◆ **What you should do**:
Down to the last character, transcribe every record.

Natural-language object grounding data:
*** Block opens ***

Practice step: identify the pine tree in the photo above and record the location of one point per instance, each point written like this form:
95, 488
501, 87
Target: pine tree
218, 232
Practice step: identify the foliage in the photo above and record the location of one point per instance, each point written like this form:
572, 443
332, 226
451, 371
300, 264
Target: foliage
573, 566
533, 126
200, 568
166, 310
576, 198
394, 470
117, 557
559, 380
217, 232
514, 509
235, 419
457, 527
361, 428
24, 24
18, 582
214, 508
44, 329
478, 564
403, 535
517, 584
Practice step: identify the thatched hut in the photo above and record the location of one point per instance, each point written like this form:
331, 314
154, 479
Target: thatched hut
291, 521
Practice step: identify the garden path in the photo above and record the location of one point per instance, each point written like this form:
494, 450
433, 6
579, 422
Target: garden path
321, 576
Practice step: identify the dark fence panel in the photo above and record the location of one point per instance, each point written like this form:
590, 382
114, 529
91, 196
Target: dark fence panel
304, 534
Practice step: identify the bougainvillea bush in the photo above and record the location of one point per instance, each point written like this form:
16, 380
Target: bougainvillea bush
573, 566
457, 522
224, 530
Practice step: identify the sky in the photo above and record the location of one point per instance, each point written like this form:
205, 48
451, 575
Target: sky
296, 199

*** Block closes ***

◆ **Solution to the problem**:
Practice step: identify the pine tree in the photo above and record the location of one point per instance, each point written like this form:
95, 488
501, 87
Target: pine tree
218, 232
Practice step: identify the foliage in the photo above and record the location of one point per instance, each point written like this form:
572, 443
332, 226
451, 371
300, 264
Target: foliage
573, 566
533, 126
200, 568
166, 310
576, 198
394, 470
117, 557
559, 380
217, 232
514, 509
235, 419
457, 527
361, 428
24, 24
18, 582
214, 508
44, 329
478, 564
403, 535
517, 584
Practice step: identify the thatched hut in the photo above and record the location of one point per instance, each point written like this form:
331, 314
154, 479
Target: thatched hut
291, 521
Practice step: identify the garden path in the photo above and record the location of one point per instance, each point written like this form:
494, 450
433, 6
579, 422
Target: garden path
321, 576
Practice step: identify the dark fence panel in the photo above and record the location of one point per instance, each point written like this form:
590, 382
114, 529
91, 196
Target: dark fence panel
304, 534
Practice step: identify the bougainvillea bush in the photo above and record the location of one point per instance, each point written like this form:
16, 380
Target: bougainvillea bush
573, 566
457, 522
224, 530
Practice step: identify the sky in the photo above and record the location of one point per instance, each point written like this form:
205, 48
451, 575
Target: sky
296, 199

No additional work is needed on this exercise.